# Description of the task
Starting with the first line and ending with the one that holds "Target: union jack flag", retype the entries exactly.

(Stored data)

○ ○ ○ ○

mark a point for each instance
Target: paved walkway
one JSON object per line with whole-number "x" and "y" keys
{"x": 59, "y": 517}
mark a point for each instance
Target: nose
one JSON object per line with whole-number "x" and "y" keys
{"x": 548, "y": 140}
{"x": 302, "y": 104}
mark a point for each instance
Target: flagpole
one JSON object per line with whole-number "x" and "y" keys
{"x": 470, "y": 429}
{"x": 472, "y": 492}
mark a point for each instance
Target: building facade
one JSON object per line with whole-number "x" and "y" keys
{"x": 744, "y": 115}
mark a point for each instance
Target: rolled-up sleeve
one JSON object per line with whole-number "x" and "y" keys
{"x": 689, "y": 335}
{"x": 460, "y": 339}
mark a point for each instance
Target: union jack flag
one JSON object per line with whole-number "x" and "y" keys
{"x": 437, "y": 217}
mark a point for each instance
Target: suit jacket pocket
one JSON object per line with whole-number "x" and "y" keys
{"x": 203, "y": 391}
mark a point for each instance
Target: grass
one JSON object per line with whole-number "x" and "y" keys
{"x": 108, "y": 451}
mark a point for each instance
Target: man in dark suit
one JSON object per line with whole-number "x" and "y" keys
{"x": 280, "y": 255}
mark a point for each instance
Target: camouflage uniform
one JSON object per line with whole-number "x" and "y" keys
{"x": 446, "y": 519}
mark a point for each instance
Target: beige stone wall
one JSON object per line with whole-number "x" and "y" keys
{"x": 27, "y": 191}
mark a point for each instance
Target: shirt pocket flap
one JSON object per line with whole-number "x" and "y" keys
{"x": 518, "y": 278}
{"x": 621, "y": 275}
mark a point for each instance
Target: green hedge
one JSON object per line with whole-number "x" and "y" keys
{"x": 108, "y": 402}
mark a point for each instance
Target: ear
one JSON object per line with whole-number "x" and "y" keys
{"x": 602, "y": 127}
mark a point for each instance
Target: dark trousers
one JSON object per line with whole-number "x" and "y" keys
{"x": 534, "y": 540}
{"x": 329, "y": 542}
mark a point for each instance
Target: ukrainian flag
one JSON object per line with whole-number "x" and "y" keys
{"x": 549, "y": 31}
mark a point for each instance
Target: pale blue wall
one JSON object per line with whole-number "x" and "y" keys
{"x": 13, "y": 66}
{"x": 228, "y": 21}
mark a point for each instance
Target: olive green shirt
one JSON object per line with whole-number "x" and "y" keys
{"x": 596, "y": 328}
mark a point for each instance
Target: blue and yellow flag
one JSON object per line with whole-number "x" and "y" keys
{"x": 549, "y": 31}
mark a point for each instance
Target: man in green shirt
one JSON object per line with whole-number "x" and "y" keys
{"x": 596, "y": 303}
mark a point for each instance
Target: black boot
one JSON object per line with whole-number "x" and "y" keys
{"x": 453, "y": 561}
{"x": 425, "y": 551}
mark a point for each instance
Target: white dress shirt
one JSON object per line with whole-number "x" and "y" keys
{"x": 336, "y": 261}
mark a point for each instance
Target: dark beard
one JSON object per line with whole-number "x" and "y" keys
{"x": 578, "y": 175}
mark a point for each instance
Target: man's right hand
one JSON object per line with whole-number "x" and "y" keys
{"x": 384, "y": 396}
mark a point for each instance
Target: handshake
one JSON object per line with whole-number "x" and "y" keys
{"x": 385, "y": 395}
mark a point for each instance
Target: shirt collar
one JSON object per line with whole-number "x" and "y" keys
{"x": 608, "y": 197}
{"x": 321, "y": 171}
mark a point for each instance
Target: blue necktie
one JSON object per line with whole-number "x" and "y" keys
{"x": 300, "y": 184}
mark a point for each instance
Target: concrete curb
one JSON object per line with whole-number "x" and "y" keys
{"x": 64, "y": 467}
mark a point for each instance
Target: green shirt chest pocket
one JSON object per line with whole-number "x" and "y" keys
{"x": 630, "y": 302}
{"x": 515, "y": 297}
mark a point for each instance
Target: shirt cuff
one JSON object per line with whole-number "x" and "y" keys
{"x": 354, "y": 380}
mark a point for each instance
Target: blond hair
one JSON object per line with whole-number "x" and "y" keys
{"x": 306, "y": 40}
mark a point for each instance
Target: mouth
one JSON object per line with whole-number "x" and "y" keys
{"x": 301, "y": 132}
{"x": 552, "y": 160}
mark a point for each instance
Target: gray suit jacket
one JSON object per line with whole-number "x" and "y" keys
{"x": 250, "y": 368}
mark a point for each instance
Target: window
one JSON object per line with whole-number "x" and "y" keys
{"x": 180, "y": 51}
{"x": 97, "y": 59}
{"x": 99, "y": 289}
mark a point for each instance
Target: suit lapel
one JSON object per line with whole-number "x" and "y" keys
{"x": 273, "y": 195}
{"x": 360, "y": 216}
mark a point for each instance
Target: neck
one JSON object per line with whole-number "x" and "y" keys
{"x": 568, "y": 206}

○ ○ ○ ○

# Answer area
mark a point for each instance
Target: paved walkway
one JSON object per line with whole-number "x" and "y" keys
{"x": 59, "y": 517}
mark a point for each instance
Target: nose
one JSON object per line with whole-number "x" and "y" keys
{"x": 548, "y": 140}
{"x": 302, "y": 104}
mark a point for each instance
Target: flagpole
one JSON object per line with whole-number "x" and "y" keys
{"x": 470, "y": 429}
{"x": 472, "y": 492}
mark a point for each instance
Target: building facade
one JSON object per line with whole-number "x" and "y" keys
{"x": 744, "y": 115}
mark a point for each instance
Target: rolled-up sleeve
one JSON object per line with whole-number "x" and "y" keys
{"x": 689, "y": 335}
{"x": 460, "y": 339}
mark a point for each instance
Target: union jack flag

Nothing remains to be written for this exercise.